Task description: Out of the listing below, copy every line that carries the string "pixels".

Input records:

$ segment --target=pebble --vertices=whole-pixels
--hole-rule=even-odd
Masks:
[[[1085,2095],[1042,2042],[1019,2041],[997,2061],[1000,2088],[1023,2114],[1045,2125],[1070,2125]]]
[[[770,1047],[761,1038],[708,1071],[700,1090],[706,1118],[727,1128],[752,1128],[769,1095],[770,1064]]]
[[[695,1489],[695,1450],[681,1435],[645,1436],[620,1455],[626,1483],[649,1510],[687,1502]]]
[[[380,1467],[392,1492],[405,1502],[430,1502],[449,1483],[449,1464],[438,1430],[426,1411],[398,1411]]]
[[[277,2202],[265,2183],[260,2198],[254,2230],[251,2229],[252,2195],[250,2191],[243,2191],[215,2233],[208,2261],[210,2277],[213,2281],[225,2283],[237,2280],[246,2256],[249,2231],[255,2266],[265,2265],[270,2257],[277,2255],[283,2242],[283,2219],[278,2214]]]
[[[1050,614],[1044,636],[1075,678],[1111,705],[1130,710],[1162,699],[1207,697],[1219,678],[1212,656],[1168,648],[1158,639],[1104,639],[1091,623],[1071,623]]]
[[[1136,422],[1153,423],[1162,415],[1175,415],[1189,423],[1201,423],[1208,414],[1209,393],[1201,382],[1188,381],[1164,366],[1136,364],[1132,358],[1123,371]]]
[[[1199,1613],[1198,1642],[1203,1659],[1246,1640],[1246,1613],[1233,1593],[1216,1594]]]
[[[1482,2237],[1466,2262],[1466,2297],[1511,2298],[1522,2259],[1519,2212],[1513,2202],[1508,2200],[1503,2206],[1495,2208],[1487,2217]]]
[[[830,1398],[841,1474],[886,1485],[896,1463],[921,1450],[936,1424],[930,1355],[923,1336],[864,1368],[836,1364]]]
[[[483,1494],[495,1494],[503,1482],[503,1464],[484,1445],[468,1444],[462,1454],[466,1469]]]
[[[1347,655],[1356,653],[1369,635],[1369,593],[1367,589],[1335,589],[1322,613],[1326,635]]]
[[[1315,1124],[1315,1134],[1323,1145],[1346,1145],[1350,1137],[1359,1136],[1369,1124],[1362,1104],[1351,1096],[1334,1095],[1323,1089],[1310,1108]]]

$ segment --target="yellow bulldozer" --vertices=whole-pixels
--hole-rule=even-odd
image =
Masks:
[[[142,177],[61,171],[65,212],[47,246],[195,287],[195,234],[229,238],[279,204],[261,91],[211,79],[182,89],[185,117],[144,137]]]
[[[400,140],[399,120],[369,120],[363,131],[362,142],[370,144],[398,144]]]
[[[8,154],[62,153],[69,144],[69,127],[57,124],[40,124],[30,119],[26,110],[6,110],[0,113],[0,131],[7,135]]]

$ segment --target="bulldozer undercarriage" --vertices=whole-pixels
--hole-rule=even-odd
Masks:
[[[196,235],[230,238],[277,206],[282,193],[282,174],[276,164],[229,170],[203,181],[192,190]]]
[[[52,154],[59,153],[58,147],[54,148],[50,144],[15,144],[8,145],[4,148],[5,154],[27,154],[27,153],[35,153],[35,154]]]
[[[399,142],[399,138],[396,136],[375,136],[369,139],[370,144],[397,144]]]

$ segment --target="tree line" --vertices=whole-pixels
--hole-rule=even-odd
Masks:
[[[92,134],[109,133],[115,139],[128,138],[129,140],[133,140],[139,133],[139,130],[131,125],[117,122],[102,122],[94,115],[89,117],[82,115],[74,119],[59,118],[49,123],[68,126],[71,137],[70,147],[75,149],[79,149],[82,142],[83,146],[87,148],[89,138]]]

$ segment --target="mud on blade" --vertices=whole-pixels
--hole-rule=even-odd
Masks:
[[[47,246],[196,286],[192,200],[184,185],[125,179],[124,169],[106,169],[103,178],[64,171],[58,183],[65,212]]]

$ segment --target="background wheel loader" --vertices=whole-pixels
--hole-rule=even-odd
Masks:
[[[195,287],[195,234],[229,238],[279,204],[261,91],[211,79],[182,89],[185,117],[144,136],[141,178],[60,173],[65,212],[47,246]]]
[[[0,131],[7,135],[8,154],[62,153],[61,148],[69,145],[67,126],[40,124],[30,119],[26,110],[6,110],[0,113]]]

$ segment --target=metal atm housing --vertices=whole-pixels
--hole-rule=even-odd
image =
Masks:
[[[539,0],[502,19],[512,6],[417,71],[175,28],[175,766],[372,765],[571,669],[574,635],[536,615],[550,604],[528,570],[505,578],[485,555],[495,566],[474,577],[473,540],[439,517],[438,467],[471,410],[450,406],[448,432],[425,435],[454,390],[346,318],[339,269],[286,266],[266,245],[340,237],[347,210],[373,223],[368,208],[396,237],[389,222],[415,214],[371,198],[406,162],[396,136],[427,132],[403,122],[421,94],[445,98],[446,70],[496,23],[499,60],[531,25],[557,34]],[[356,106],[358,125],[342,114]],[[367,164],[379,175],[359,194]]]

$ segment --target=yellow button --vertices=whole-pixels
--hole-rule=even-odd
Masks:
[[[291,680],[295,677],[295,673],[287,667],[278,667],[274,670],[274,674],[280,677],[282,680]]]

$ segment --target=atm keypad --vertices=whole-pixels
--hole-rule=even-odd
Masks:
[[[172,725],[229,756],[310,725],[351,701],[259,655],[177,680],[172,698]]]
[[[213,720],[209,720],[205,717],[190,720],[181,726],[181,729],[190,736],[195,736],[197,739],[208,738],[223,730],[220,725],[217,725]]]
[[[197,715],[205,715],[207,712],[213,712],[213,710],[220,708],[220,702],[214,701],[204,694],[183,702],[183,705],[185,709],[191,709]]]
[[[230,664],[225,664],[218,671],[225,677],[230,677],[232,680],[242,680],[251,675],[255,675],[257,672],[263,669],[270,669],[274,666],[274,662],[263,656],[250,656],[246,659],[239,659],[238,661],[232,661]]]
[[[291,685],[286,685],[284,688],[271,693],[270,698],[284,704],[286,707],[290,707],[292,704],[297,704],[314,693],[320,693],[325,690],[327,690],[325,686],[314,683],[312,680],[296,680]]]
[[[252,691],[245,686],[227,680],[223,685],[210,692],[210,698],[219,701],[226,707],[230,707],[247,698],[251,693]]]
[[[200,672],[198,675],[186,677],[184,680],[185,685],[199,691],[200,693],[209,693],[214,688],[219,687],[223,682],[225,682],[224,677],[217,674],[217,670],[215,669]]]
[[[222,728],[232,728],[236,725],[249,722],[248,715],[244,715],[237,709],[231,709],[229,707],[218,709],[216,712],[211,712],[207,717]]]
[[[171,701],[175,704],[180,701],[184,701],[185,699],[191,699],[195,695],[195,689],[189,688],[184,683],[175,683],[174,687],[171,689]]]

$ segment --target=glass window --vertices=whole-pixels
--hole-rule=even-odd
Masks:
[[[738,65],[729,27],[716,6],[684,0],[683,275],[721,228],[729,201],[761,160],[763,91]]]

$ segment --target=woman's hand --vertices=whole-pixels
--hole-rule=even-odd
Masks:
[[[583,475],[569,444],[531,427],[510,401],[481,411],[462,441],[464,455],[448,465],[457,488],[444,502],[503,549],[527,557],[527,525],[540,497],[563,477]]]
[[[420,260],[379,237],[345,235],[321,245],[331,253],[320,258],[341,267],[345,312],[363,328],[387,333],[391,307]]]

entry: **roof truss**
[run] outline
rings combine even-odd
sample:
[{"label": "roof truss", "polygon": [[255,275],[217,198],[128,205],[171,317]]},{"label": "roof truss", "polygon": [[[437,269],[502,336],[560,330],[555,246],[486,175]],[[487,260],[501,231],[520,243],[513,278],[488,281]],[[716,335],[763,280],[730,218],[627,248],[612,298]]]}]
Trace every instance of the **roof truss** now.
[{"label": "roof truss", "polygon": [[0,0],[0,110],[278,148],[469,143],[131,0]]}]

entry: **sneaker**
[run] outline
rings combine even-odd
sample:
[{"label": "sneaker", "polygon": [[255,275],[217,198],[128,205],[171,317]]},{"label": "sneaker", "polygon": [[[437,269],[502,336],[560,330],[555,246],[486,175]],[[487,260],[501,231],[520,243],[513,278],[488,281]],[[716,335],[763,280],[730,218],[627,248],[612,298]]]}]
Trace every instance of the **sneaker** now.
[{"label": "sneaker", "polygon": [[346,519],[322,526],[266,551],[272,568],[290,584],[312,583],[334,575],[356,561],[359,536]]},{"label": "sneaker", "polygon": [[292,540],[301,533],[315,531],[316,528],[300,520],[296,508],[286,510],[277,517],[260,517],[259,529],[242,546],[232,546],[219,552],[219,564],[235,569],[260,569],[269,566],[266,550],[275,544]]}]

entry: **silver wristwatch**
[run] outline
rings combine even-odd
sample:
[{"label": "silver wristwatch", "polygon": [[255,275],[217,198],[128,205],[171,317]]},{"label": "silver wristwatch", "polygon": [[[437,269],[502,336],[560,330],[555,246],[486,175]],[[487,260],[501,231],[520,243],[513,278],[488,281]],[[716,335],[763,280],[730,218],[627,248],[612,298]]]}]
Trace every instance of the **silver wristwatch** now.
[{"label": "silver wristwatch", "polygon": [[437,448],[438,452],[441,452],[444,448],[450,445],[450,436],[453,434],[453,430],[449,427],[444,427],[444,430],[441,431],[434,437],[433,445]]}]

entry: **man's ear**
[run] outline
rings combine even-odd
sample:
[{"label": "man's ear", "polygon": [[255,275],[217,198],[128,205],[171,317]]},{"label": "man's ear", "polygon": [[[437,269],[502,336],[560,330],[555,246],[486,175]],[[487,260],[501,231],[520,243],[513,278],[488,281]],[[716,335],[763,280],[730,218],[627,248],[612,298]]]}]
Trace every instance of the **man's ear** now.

Exercise answer:
$ segment --target=pebble --vertices=whole-pixels
$ segment --target="yellow bulldozer" --vertices=whole-pixels
$ segment --target="bulldozer undercarriage" --vertices=whole-pixels
$ segment --target="tree line" --vertices=whole-pixels
$ segment --target="mud on blade" --vertices=whole-pixels
$ segment --target="background wheel loader" --vertices=whole-pixels
$ segment --target=metal atm housing --vertices=whole-pixels
$ segment --target=yellow button --vertices=whole-pixels
$ segment --target=atm keypad --vertices=whole-pixels
$ segment --target=glass window --vertices=whole-pixels
$ segment --target=woman's hand --vertices=whole-pixels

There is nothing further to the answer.